## TRAVAIL DEMANDÉ
1. Recopiez mot pour mot l'extrait de « ARRÊT : CONTRADICTOIRE » à « le magistrat signataire. ».
2. Indiquez si chacune des affirmations suivantes concorde avec l'extrait, en répondant par oui ou par non et en citant exactement les mots de l'extrait qui permettent de trancher. (a) L'affaire a été débattue à l'audience publique du 26 septembre 2022. (b) Le délibéré était initialement prévu le 22 novembre 2022. (c) La cour était présidée par Mme Laurence BEDOS.

## EXTRAIT
⟨
COUR D'APPEL
DE RIOM
PREMIÈRE CHAMBRE CIVILE
Du 22 novembre 2022
N° RG 21/00180 - N° Portalis DBVU-V-B7F-FQ3D
-PV- Arrêt n° 528
[R] [A] [O], [N] [O] / [T] [P], [Y] [P], [M] [P]
Jugement Au fond, origine TJ hors JAF, JEX, JLD, J. EXPRO, JCP du Puy en Velay, décision attaquée en date du 18 Décembre 2020, enregistrée sous le n° 16/01176
Arrêt rendu le MARDI VINGT DEUX NOVEMBRE DEUX MILLE VINGT DEUX
COMPOSITION DE LA COUR lors du délibéré :
M. Philippe VALLEIX, Président
M. Daniel ACQUARONE, Conseiller
Mme Laurence BEDOS, Conseiller
En présence de :
Mme Marlène BERTHET, greffier lors de l'appel des causes et du prononcé
ENTRE :
M. [R] [A] [O]
[Adresse 17]
[Localité 11]
et
M. [N] [O]
[Adresse 15]
[Localité 14]
Représentés par Me Emmanuelle BONNET-MARQUIS de la SELARL BONNET - EYMARD-NAVARRO - TEYSSIER, avocat au barreau de HAUTE-LOIRE
et par Me Jean CARREL de la SCP CARREL, PRADIER, DIBANDJO, avocat au barreau de LOZERE
Timbre fiscal acquitté
APPELANTS
ET :
M. [T] [P], en son nom personnel et es qualité d'héritier de Mme [M] [P] décédée le 31 octobre 2021
[Adresse 15]
[Localité 14]
et
M. [Y] [P], en son nom personnel et es qualité d'héritier de Mme [M] [P] décédée le 31 octobre 2021
[Adresse 13]
[Localité 10]
Représentés par Me Nadine MASSON-POMOGIER de la SELARL OGMA, avocat au barreau de HAUTE-LOIRE
Timbre fiscal acquitté
Mme [M] [P] décédée le 31 octobre 2021
INTIMES
DÉBATS :
L'affaire a été débattue à l'audience publique du 26 septembre 2022, en application des dispositions de l'article 789 du code de procédure civile, les avocats ne s'y étant pas opposés, devant M. VALLEIX et Mme BEDOS, rapporteurs.
ARRÊT : CONTRADICTOIRE
Prononcé publiquement le 22 novembre 2022, après prorogé du délibéré initialement prévu le 8 novembre 2022, par mise à disposition de l'arrêt au greffe de la cour, les parties en ayant été préalablement avisées dans les conditions prévues au deuxième alinéa de l'article 450 du code de procédure civile ;
Signé par M. VALLEIX, président et par Mme Marlène BERTHET, greffier, auquel la minute de la décision a été remise par le magistrat signataire.
⟩
## DONNÉES ENREGISTRÉES
⟨
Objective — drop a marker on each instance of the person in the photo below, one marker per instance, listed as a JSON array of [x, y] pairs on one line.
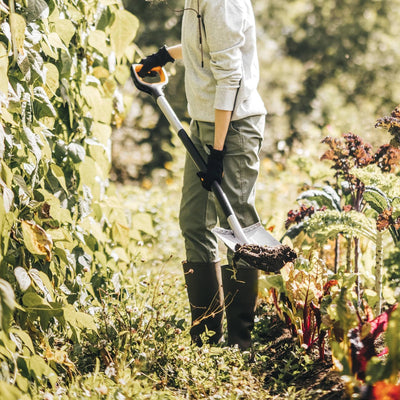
⟩
## RÉSULTATS
1.
ARRÊT : CONTRADICTOIRE
Prononcé publiquement le 22 novembre 2022, après prorogé du délibéré initialement prévu le 8 novembre 2022, par mise à disposition de l'arrêt au greffe de la cour, les parties en ayant été préalablement avisées dans les conditions prévues au deuxième alinéa de l'article 450 du code de procédure civile ;
Signé par M. VALLEIX, président et par Mme Marlène BERTHET, greffier, auquel la minute de la décision a été remise par le magistrat signataire.

2.
(a) Oui : « L'affaire a été débattue à l'audience publique du 26 septembre 2022 ».
(b) Non : « après prorogé du délibéré initialement prévu le 8 novembre 2022 ».
(c) Non : « M. Philippe VALLEIX, Président ».